Die Space Cowboys des Hardrock

50 Jahre nachdem die Band mit „In Rock“ eine der stilprägendsten Platten des Hardrock veröffentlichte, erscheint im August 2020 tatsächlich noch einmal ein neues Deep Purple-Album: „Whoosh“ reiht sich ein ins heterogene Spätwerk. Es könnte ein tröstliches Karriere-Fazit sein.

Von Fabian Elsäßer | 02.08.2020
    Zwei Männer sitzen auf einem Podium und lachen.
    Ian Paice (l) und Roger Glover von der Rockband Deep Purple geben am 21.02.2017 in Berlin ein Interview. (picture alliance / Jens Kalaene)
    Es gab schon schlechtere Deep Purple-Albumcover als das von "Whoosh!" – es zeigt einen Astronauten auf einem fernen Planeten, dessen Anzug sich in Sternenstaub auflöst. Ein passendes Bild. Denn wie lange diese Hardrock-Institution noch weitermachen wird, steht in den Sternen, aber 53 Jahre nach der Gründung rückt das Ende zwingend näher.
    Zeigen was Hardrock sein kann
    Zugleich wirkt die Band auf ihrem 21. Studioalbum ein bisschen so wie Clint Eastwood und Kollegen im Film "Space Cowboys": ergraute Ex-Astronauten, die allen Widrigkeiten zum Trotz noch einmal ins All fliegen müssen, um einen dringenden Job zu erledigen. In diesem Fall: zeigen, was Hardrock alles sein kann, wenn diese Band ihn spielt. Eine Mischung aus schneidenden Riffs und einschmeichelnden Refrains, von verwobenen Melodien und Stilzitaten von Country bis Klassik. Ähnlich wie die Helden in Space Cowboys sind auch die Musiker von Deep Purple vom Leben und ihrer Arbeit gezeichnet.
    Captain Flitzefinger hat Pause
    Sie können den Kampf gegens Altern nicht gewinnen, aber sie machen was draus, indem sie vielleicht noch stärker als früher auf die Fähigkeiten der anderen vertrauen. Und natürlich auf ihr geballtes Wissen. Gitarrist Steve Morse etwa klagte in der Dokumentation zum 2017er Album "Infinite" über chronische Handgelenkschmerzen. Jetzt lässt er das Flitzefingern öfter mal sein und spielt stattdessen eben jubilierende Single-Notes mit dem E-Bow oder herzallerliebste Country- und Western- Arpeggios, wie aus Goldfäden aneinander gewoben.

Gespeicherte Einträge

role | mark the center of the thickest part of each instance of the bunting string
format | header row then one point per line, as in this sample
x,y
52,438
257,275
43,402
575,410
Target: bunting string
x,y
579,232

● **AUFGABEN**
- A) Aktualisiere im Auszug den Abschnitt, der mit den Worten „Von Fabian Elsäßer“ beginnt und mit „Ende zwingend näher.“ endet, und setze dabei „Raumfahrer“ an die Stelle von „Astronauten“.
- B) Zähle alle Personen auf, die der Auszug mit Vor- und Nachnamen nennt.
Die Einträge werden hier nicht gebraucht.

● **LÖSUNGEN**
- A)
Von Fabian Elsäßer | 02.08.2020
    Zwei Männer sitzen auf einem Podium und lachen.
    Ian Paice (l) und Roger Glover von der Rockband Deep Purple geben am 21.02.2017 in Berlin ein Interview. (picture alliance / Jens Kalaene)
    Es gab schon schlechtere Deep Purple-Albumcover als das von "Whoosh!" – es zeigt einen Raumfahrer auf einem fernen Planeten, dessen Anzug sich in Sternenstaub auflöst. Ein passendes Bild. Denn wie lange diese Hardrock-Institution noch weitermachen wird, steht in den Sternen, aber 53 Jahre nach der Gründung rückt das Ende zwingend näher.

- B) Fabian Elsäßer, Ian Paice, Roger Glover, Jens Kalaene, Clint Eastwood, Steve Morse